(Point localization data)

##############################

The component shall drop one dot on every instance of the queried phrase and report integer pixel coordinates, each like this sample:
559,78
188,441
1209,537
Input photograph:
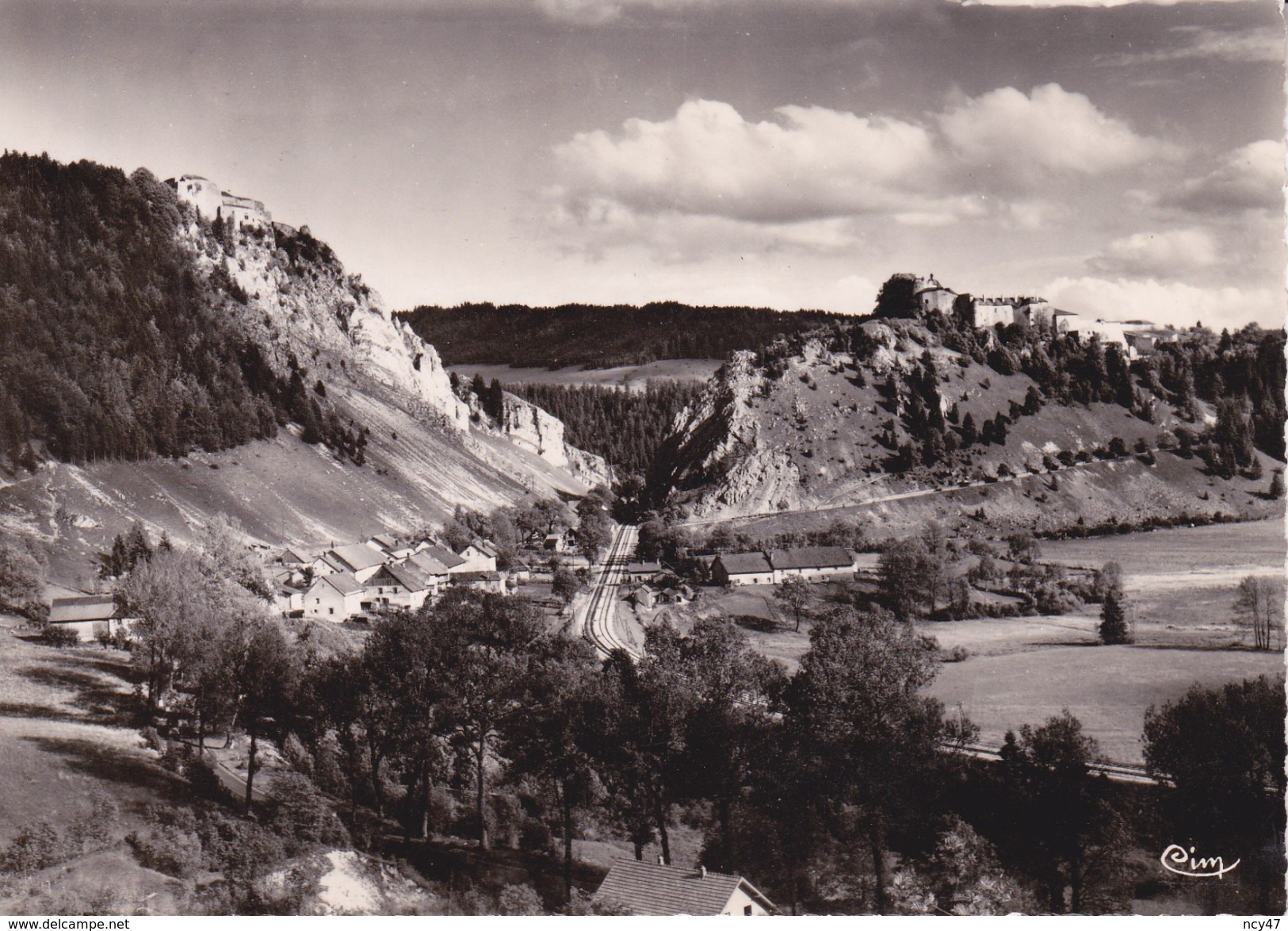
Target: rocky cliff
892,420
294,294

##############################

▶ [TASK DIRECTIONS] Render all entries verbatim, excluding any pictures they hold.

▶ [ANSWER TO THIS PROBLEM]
The component shall drop one dot on every instance of the queried phrase and report integer pixel coordinates, each like this sample:
559,78
188,441
1209,537
Input photograph:
Target: rocky cliff
892,420
294,294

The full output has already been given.